Write out the material below again, unchanged.

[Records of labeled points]

=====

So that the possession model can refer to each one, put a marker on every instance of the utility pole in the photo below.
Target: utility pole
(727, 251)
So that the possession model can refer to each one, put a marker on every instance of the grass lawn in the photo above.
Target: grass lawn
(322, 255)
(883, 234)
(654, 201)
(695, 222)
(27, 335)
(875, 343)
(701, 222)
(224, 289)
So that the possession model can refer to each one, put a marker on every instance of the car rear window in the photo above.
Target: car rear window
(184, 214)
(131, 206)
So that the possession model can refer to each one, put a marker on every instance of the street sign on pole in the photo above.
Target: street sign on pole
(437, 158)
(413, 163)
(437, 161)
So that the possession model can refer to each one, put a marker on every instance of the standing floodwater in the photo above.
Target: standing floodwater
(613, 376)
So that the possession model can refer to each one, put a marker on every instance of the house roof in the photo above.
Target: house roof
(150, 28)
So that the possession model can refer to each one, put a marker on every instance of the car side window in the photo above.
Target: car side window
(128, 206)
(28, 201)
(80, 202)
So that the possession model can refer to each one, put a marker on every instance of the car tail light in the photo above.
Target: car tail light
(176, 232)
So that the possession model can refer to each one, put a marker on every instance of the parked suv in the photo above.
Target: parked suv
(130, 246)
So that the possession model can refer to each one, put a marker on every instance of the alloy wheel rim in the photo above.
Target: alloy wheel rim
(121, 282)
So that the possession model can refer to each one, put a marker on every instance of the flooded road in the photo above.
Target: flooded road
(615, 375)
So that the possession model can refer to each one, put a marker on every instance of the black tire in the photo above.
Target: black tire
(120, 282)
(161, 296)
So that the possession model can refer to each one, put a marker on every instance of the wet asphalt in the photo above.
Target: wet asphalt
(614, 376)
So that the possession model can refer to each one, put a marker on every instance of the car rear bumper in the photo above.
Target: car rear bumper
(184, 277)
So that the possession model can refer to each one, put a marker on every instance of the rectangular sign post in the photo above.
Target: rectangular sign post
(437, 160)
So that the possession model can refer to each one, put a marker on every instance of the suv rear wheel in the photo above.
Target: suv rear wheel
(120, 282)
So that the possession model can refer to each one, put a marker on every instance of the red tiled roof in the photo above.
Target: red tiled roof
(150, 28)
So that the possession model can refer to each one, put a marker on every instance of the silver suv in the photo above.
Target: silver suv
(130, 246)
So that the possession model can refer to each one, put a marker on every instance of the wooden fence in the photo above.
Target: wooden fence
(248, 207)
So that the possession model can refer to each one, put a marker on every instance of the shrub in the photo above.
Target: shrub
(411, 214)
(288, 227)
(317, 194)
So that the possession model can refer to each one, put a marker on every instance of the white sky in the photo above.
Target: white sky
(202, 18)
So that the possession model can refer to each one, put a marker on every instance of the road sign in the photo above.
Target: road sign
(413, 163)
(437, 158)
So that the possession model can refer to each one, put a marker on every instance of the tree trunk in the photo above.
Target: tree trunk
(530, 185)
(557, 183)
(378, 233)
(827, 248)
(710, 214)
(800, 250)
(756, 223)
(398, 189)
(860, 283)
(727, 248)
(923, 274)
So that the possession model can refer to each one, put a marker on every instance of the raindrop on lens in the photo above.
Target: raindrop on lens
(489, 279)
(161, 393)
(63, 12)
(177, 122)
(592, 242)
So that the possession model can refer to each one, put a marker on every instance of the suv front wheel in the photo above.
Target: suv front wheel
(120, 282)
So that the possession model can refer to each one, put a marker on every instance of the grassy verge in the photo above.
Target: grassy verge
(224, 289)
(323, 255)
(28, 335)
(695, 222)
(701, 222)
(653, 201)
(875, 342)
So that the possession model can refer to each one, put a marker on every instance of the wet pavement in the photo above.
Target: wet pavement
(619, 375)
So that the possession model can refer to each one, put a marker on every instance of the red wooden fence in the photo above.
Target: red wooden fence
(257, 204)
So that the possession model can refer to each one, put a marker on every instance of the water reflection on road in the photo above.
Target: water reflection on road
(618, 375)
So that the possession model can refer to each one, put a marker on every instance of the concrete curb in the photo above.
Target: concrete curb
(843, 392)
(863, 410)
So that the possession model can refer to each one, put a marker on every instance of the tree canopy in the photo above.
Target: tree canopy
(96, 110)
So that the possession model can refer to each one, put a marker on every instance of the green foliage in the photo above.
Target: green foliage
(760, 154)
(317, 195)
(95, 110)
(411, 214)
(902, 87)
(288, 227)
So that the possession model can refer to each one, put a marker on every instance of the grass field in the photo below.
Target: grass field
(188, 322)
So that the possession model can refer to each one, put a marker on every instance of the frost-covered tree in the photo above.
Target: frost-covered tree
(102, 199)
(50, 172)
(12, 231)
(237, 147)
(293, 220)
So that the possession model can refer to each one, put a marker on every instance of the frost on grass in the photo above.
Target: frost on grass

=====

**EXERCISE OUTPUT**
So that the possession model can refer to each one, put a marker on every instance of the utility pole in the photo below.
Target: utility pole
(727, 251)
So that the possession model can refer to each one, put a marker on every instance of the grass lawn in the photo above.
Target: grass lawn
(322, 255)
(883, 234)
(654, 201)
(695, 222)
(27, 335)
(875, 343)
(701, 222)
(224, 289)
So that the possession model can refer to each one, put a marker on every instance of the car rear window in the photo above.
Target: car rear window
(184, 214)
(131, 206)
So that the possession model can refer to each one, put a marker on every instance of the street sign on pole in the photo above.
Target: street sign on pole
(437, 158)
(413, 163)
(437, 161)
So that the possession model can refer to each one, put a marker on every instance of the standing floodwater in the photo above.
Target: standing floodwater
(613, 376)
So that the possession model can refer to each one, put a marker on every instance of the house roof in the photo above.
Target: house roof
(150, 28)
So that the possession model can refer to each one, put a marker on every instance of the car side window in the photo above.
Target: car side window
(128, 206)
(28, 201)
(80, 202)
So that the possession model can refer to each one, put a marker on every instance of the car tail light in the photo above.
Target: car tail light
(176, 232)
So that the possession model can refer to each one, put a marker on every instance of the parked suv in the photo above.
Target: parked suv
(130, 246)
So that the possession model can refer to each one, put a marker on every instance of the alloy wheel rim in the photo above.
Target: alloy wheel rim
(121, 282)
So that the possession model can refer to each one, put a marker on every instance of the flooded road in the photo above.
Target: flooded road
(615, 375)
So that the possession model can refer to each one, put a marker on every instance of the black tire in the photo above.
Target: black tire
(120, 282)
(161, 296)
So that the possession model can refer to each one, put a marker on every instance of the wet asphalt in the photo above.
Target: wet asphalt
(614, 376)
So that the possession model can refer to each one, put a marker on every instance of the car rear bumper in the photo above.
Target: car rear bumper
(184, 277)
So that the possession model can refer to each one, put a marker on every instance of the rectangular sign post in the photo above.
Target: rectangular sign post
(437, 160)
So that the possession model can refer to each one, put a marker on every instance of the suv rear wheel in the photo above.
Target: suv rear wheel
(120, 282)
So that the possession model can refer to each one, put a marker on every instance of the red tiled roof in the photo above.
Target: red tiled roof
(150, 28)
So that the possession model can refer to each one, put a marker on every instance of the silver suv in the photo above.
Target: silver suv
(130, 246)
So that the possession model can refer to each one, put a marker on every instance of the wooden fence in the photo above.
Target: wooden fence
(248, 207)
So that the possession model can refer to each one, put a marker on every instance of the shrub in the photo above.
Target: shrub
(411, 214)
(288, 227)
(317, 194)
So that the possession model can refer to each one, put a marker on every instance of the white sky in the photo above.
Target: white sky
(202, 18)
So that the possession model can refer to each one, put a marker on every instance of the road sign in the photo above.
Target: road sign
(413, 163)
(437, 158)
So that the possession model can refer to each one, put a marker on every instance of the tree trunk in the photo above.
Target: tree trunk
(530, 185)
(557, 183)
(378, 233)
(827, 248)
(710, 214)
(800, 250)
(756, 223)
(398, 189)
(860, 283)
(727, 248)
(923, 274)
So that the possession model can refer to each one, put a marker on every instance of the raindrop on lens in the photo above.
Target: raindrop on lens
(489, 279)
(161, 393)
(63, 12)
(177, 122)
(592, 242)
So that the possession model can refer to each one, put a marker on every instance of the suv front wheel in the photo above.
Target: suv front wheel
(120, 282)
So that the possession model can refer to each one, put a marker on every instance of the grassy verge in the photo above.
Target: grassy verge
(224, 289)
(323, 255)
(28, 335)
(695, 222)
(701, 222)
(653, 201)
(875, 342)
So that the possession model can refer to each one, put a marker on every instance of the wet pavement in the photo above.
Target: wet pavement
(619, 375)
So that the possession model can refer to each one, put a marker on every instance of the red wooden fence in the photo above.
Target: red wooden fence
(257, 204)
So that the possession model can refer to each one, put a marker on every instance of the water reflection on road in the photo above.
Target: water reflection on road
(618, 375)
So that the possession model can refer to each one, put a marker on every instance of the concrete curb in the photo above.
Target: concrete curb
(843, 392)
(863, 410)
So that the possession model can refer to each one, put a marker on every instance of the tree canopy in the photo above.
Target: tree canopy
(96, 110)
So that the possession model can refer to each one, put a marker on every instance of the green foliage in the photo above.
Target: green foliage
(760, 154)
(317, 195)
(95, 110)
(411, 214)
(902, 87)
(288, 227)
So that the possession model can refer to each one, put a marker on every instance of the grass field in the photo below.
Target: grass field
(188, 322)
So that the possession model can refer to each one, put a marker on every instance of the frost-covered tree in the photo above.
Target: frost-covered tree
(102, 199)
(50, 172)
(12, 231)
(237, 147)
(293, 220)
So that the possession model can refer to each one, put a marker on every instance of the frost on grass in the photo above.
Target: frost on grass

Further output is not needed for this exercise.